Enunciado del ejercicio: Copia todo lo que va desde "A esa hora, no" hasta "ver con ETA." en el texto sobre el atentado en los trenes de Madrid, pero cambia "mochila" por "maleta".

Desde la tarde, Madrid es una ciudad noqueada, golpeada, dolorida. La nerviosa actividad solidaria de los primeros momentos (los taxis cargando heridos, los donantes de sangre colapsando los hospitales, la gente tratando de ayudar en lo que sea) ha dejado paso a una necesidad de recogerse, de refugiarse. Los restaurantes están vacíos, las calles laten casi sin pulso. En la calle de Ibiza, sin embargo, al lado del Gregorio Marañón, hay un bar repleto que no cierra a altas horas de la madrugada: al entrar, se ven decenas de personas con rasgos de agotamiento en la cara, sentadas en círculo, viendo en silencio la televisión, que emite en bucle noticias e imágenes del atentado. Son los familiares de los heridos, que pasan la noche en el hospital.
A esa hora, no muy lejos de ahí, en un descampado de Vallecas, un artificiero especialista de la policía trata de desactivar una de las bombas que viajaban en los trenes, pero que, por un mal acople de los cables, no explotó. Fue encontrada hace horas en la comisaría de Vallecas, en una mochila, confundida entre los cientos de bolsos abandonados por los viajeros del tren de El Pozo. El especialista, jugándose la vida, consigue finalmente desactivar la bomba. El teléfono móvil que sirve de temporizador y detonante será el hilo del que empiece a tirar la policía para detener a los culpables de la matanza, que, en contra de lo que asegura repetida e intencionadamente el Gobierno de José María Aznar, no tienen nada que ver con ETA.
El viernes 12 será un día feo, nublado y triste en Madrid. Ya ha amanecido cuando Montserrat y Mariano comprenden que les ha llegado el turno. Por el circuito de megafonía se oye: “Familiares de Susana Soler Iniesta”. No hay sitio en el tanatorio de la M-30 para velarla. Van al de Carabanchel. El sábado, la incineran en el cementerio de La Almudena. Esa tarde de sábado, en la que no para de llover, cientos de miles de personas se manifiestan en el centro de Madrid, desde la plaza de Colón hasta Atocha. El silencio y el recogimiento de la marcha saltan en pedazos cuando llega el presidente José María Aznar y la concentración se revuelve en el ya famoso grito “¿Quién ha sido?”. La pregunta es una manera de decirle a la cara al Gobierno que saben que los está engañando y no les cuenta toda la verdad, que está jugando con el atentado para ganar las elecciones del domingo.

Datos mostrados:

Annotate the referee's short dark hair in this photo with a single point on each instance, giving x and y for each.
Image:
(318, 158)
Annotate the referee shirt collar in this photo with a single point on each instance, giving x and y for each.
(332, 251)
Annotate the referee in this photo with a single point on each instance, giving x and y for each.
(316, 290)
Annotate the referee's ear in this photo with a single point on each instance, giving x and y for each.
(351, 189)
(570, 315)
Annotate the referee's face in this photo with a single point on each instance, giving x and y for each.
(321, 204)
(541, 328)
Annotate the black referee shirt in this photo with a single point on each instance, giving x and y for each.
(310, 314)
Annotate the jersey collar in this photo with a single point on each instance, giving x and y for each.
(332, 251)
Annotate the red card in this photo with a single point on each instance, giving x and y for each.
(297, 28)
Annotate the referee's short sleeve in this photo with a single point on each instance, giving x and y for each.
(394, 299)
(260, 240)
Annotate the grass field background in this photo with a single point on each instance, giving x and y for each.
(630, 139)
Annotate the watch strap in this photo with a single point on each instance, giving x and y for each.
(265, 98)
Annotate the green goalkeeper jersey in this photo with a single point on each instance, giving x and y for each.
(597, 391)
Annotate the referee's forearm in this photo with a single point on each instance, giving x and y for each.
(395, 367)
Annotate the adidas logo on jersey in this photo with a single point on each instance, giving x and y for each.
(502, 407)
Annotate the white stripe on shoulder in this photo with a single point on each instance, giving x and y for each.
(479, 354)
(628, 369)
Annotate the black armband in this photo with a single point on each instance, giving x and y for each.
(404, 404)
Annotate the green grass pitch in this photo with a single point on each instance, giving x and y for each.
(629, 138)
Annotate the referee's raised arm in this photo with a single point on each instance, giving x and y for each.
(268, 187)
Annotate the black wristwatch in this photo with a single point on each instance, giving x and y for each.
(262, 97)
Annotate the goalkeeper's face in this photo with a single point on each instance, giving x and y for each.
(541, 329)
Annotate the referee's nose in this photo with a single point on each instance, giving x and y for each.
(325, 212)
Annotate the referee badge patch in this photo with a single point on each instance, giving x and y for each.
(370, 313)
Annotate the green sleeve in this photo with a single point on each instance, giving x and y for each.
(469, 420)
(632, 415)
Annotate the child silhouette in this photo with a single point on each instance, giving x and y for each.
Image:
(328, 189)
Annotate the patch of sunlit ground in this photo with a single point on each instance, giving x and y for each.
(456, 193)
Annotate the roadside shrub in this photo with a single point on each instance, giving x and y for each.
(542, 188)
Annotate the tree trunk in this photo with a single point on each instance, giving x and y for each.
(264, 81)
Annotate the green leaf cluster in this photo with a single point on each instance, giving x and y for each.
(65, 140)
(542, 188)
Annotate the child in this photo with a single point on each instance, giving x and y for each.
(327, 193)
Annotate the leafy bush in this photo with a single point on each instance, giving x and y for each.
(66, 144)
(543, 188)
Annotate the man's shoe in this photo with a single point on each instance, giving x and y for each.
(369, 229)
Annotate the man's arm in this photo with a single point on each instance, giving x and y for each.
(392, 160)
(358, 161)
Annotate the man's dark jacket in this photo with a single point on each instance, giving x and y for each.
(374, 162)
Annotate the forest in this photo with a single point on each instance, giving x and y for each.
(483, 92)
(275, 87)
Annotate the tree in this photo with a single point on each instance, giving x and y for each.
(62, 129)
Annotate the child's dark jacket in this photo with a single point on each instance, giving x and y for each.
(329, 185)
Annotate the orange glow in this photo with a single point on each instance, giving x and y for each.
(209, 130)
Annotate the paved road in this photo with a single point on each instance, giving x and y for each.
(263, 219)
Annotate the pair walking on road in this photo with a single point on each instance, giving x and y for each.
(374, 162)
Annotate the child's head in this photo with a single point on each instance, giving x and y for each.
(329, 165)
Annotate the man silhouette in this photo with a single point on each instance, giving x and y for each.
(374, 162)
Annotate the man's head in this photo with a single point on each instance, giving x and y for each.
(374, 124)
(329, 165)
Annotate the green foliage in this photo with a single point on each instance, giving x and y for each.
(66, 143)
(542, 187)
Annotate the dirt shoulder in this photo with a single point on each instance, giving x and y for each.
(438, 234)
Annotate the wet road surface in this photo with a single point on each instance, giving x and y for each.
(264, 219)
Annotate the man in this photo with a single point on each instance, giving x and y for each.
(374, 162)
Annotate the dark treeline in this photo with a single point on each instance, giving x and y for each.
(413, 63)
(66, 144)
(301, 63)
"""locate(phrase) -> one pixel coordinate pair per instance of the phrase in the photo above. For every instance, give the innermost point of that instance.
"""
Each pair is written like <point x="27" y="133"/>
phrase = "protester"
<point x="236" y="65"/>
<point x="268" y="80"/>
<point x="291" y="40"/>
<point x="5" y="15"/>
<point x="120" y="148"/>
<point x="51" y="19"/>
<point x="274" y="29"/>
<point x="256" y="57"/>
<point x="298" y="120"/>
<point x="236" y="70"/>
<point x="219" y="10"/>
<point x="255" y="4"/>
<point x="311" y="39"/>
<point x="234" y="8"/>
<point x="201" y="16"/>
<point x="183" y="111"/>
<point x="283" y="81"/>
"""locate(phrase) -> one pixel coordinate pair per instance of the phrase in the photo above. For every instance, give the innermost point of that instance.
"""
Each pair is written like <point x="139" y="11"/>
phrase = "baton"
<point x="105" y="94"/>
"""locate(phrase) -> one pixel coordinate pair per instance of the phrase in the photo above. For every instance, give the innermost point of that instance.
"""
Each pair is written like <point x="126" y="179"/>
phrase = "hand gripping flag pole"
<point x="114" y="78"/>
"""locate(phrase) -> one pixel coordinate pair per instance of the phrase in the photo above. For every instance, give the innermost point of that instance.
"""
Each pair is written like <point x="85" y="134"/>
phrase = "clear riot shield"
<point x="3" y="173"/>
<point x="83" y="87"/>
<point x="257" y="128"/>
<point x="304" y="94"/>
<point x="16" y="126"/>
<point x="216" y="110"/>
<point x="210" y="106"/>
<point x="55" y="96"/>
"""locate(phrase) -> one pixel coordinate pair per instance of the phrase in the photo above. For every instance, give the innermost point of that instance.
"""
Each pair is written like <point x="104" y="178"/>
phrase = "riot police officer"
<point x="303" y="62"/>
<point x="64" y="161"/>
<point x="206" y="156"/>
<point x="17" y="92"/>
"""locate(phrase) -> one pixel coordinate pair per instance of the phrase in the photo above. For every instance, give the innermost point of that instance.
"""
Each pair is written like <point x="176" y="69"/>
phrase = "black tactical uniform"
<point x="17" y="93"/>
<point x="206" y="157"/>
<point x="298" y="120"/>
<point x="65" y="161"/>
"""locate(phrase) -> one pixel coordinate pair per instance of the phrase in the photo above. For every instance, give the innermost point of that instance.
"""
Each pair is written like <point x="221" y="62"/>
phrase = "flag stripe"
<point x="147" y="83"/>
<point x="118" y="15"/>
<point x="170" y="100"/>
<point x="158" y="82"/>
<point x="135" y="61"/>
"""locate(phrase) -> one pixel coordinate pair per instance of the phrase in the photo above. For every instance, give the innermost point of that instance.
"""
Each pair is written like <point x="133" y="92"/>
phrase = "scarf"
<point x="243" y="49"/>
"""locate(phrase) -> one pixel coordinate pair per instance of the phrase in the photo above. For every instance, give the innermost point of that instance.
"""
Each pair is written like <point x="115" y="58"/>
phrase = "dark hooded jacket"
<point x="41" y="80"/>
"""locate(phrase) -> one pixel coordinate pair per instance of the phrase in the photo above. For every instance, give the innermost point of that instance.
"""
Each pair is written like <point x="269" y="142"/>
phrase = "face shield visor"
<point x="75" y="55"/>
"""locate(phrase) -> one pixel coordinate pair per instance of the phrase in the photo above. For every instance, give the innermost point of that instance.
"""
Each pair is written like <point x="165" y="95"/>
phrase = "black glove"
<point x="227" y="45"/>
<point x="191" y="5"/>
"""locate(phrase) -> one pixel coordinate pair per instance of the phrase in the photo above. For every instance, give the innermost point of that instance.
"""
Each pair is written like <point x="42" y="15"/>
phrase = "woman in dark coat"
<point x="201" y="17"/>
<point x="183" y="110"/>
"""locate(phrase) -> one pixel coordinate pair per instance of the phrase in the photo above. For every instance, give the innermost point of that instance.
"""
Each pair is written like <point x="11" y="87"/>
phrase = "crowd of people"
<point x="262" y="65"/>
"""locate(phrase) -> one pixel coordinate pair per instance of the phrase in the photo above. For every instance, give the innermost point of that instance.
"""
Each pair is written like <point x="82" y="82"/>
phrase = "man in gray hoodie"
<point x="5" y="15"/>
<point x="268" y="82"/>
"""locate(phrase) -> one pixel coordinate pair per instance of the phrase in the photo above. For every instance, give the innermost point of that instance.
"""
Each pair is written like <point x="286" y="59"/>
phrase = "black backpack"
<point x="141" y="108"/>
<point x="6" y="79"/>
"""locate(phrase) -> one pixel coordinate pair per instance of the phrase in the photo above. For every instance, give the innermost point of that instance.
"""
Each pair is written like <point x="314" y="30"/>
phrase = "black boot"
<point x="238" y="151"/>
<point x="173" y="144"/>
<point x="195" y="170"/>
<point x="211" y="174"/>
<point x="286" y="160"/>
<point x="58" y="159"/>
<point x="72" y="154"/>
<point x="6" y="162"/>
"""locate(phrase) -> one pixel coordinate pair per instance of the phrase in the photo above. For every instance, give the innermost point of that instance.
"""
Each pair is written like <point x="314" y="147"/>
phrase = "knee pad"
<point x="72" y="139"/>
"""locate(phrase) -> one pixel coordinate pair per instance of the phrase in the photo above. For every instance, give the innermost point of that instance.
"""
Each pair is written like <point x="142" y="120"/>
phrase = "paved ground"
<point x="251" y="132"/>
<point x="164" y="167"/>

Solución del ejercicio:
A esa hora, no muy lejos de ahí, en un descampado de Vallecas, un artificiero especialista de la policía trata de desactivar una de las bombas que viajaban en los trenes, pero que, por un mal acople de los cables, no explotó. Fue encontrada hace horas en la comisaría de Vallecas, en una maleta, confundida entre los cientos de bolsos abandonados por los viajeros del tren de El Pozo. El especialista, jugándose la vida, consigue finalmente desactivar la bomba. El teléfono móvil que sirve de temporizador y detonante será el hilo del que empiece a tirar la policía para detener a los culpables de la matanza, que, en contra de lo que asegura repetida e intencionadamente el Gobierno de José María Aznar, no tienen nada que ver con ETA.